● Übungsaufgaben:
1 - Fasse im Text über die Unterbringung in Kirgisistan den Absatz, der mit „Das Jugendamt des Rhein-Sieg-Kreises“ beginnt, als kurze Stichpunktliste zusammen und behalte dabei seine wesentlichen Fakten bei.
2 - Führe den Text über die Unterbringung in Kirgisistan nach seinem letzten Satz weiter.

● Textabschnitt:
"""

Der Hinweis auf der Internetseite des Bundesaußenministeriums ist unmissverständlich: „Bei Reisen innerhalb ganz Kirgisistans wird zu Vorsicht geraten. Gewaltsame Zusammenstöße, beispielsweise im Rahmen von Demonstrationen im Zusammenhang mit innenpolitischen Entwicklungen in Kirgisistan, können im gesamten Land nicht ausgeschlossen werden“, heißt es in den Reise- und Sicherheitshinweisen des Auswärtigen Amtes für das zentralasiatische Land. Reisenden wird deshalb empfohlen, Menschenansammlungen zu meiden und nach Einbruch der Dunkelheit nicht mehr zu Fuß unterwegs zu sein.

Jugendliche auch in Griechenland und Estland untergebacht

Das Jugendamt des Rhein-Sieg-Kreises hindert das allerdings nicht daran, dort zusammen mit der Bochumer „Life Jugendhilfe“ einen schwer erziehbaren Jugendlichen in der kirgisischen Familie unterzubringen. Das geht aus der Antwort der Kreisverwaltung auf eine Anfrage der Kreistagsgruppe Freie Wähler/Piraten und der Fraktion Die Linke hervor. Der Jugendliche ist einer von derzeit drei, die das Kreisjugendamt im Ausland untergebracht hat – in Griechenland, in Estland und eben in Kirgisistan.

"""

● Datensatzauszüge:
"""

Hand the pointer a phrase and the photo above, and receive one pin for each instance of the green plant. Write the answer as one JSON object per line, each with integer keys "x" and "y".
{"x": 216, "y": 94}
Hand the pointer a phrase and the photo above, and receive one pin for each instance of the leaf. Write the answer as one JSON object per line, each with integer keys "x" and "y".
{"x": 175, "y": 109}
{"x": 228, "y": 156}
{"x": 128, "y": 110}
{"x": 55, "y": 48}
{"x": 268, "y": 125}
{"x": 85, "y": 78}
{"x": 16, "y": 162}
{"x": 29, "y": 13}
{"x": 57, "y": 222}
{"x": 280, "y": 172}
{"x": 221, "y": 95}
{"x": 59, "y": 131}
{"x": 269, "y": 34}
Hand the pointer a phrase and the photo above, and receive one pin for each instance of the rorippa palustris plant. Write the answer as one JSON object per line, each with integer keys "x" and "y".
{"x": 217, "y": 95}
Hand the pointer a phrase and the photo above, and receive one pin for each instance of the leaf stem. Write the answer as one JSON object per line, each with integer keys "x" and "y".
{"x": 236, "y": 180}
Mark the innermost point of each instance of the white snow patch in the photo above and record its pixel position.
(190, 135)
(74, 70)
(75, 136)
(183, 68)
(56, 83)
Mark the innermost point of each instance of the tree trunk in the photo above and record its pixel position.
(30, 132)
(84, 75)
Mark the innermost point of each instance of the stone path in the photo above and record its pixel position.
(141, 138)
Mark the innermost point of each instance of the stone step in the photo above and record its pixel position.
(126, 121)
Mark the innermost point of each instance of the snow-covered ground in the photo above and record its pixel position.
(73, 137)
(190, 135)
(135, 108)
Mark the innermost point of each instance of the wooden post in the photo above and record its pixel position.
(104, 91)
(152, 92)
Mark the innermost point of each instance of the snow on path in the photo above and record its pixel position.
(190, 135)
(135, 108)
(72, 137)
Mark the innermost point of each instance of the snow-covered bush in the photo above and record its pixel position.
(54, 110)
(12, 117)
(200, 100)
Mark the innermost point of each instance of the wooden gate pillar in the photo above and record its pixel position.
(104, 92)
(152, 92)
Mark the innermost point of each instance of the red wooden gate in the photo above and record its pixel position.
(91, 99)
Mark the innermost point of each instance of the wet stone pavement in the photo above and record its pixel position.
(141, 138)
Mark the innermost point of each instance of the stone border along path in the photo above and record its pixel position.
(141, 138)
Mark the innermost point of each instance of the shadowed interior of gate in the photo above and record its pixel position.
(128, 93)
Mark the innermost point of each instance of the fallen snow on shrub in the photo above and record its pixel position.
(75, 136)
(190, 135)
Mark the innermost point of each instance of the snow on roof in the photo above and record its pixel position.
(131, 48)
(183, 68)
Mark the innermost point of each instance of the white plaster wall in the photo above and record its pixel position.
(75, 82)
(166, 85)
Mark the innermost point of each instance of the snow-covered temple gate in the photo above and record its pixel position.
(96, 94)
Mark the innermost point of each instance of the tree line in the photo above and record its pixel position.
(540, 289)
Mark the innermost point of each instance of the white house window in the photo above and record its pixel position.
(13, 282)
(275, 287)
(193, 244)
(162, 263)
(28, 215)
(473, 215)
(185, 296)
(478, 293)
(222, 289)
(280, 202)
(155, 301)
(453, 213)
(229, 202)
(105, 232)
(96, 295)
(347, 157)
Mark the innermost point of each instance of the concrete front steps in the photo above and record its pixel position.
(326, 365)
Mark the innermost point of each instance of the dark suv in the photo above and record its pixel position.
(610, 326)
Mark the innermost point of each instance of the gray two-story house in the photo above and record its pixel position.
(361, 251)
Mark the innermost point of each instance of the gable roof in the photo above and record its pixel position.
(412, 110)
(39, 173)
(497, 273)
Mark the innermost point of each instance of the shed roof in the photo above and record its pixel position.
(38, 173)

"""

● Ergebnisse:
1 -
- Trotz der Sicherheitshinweise bringt das Jugendamt des Rhein-Sieg-Kreises zusammen mit der Bochumer „Life Jugendhilfe“ einen schwer erziehbaren Jugendlichen in einer kirgisischen Familie unter.
- Das geht aus der Antwort der Kreisverwaltung auf eine Anfrage der Kreistagsgruppe Freie Wähler/Piraten und der Fraktion Die Linke hervor.
- Derzeit hat das Kreisjugendamt drei Jugendliche im Ausland untergebracht: in Griechenland, in Estland und in Kirgisistan.

2 -
„Das sind junge Menschen, die so ziemlich alles durchlaufen haben, was man durchlaufen kann, die Erfahrungen mit Prostitution, Kriminalität und Obdachlosigkeit haben und mitunter auch aus anderen Heimen geflüchtet waren“, sagt Rita Lorenz, die Pressesprecherin des Rhein-Sieg-Kreises. Sie seien bei der bisherigen Betreuung durch die Behörden „pädagogisch nicht zu erreichen“ gewesen. Erst die Unterbringung in einer fremden und oft sehr reizarmen Umgebung könne dazu führen, dass sich die Betroffenen auf pädagogische Hilfe einlassen, argumentiert die Kreisverwaltung in ihrer Antwort an Die Linke.

Unterbringung sei eine „absolute Ausnahme“

Eine Unterbringung im Ausland sei allerdings die „absolute Ausnahme“, so Lorenz. Sie betont, dass der Jugendliche nicht abgeschoben sei, sondern dieser Schritt eine Chance für ihn sei und er sich dort wohlfühle, das habe er via Skype versichert.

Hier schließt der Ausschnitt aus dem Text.